* _What you should do_
Would you restate every entry below word for word? Leave out the pictures.

(Records drawn from a dataset)

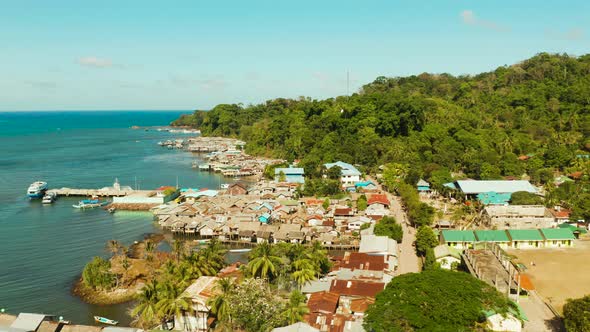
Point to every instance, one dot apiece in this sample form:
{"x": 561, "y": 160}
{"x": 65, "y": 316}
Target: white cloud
{"x": 468, "y": 17}
{"x": 571, "y": 34}
{"x": 92, "y": 61}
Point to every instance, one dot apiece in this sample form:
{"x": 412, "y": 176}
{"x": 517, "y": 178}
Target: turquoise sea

* _Exercise output_
Point to every instance, one dot apiece in this sample form:
{"x": 561, "y": 160}
{"x": 65, "y": 316}
Target: white cloud
{"x": 468, "y": 17}
{"x": 571, "y": 34}
{"x": 92, "y": 61}
Point to every instance, one dot apiece in this sample form:
{"x": 412, "y": 176}
{"x": 517, "y": 178}
Target: turquoise sea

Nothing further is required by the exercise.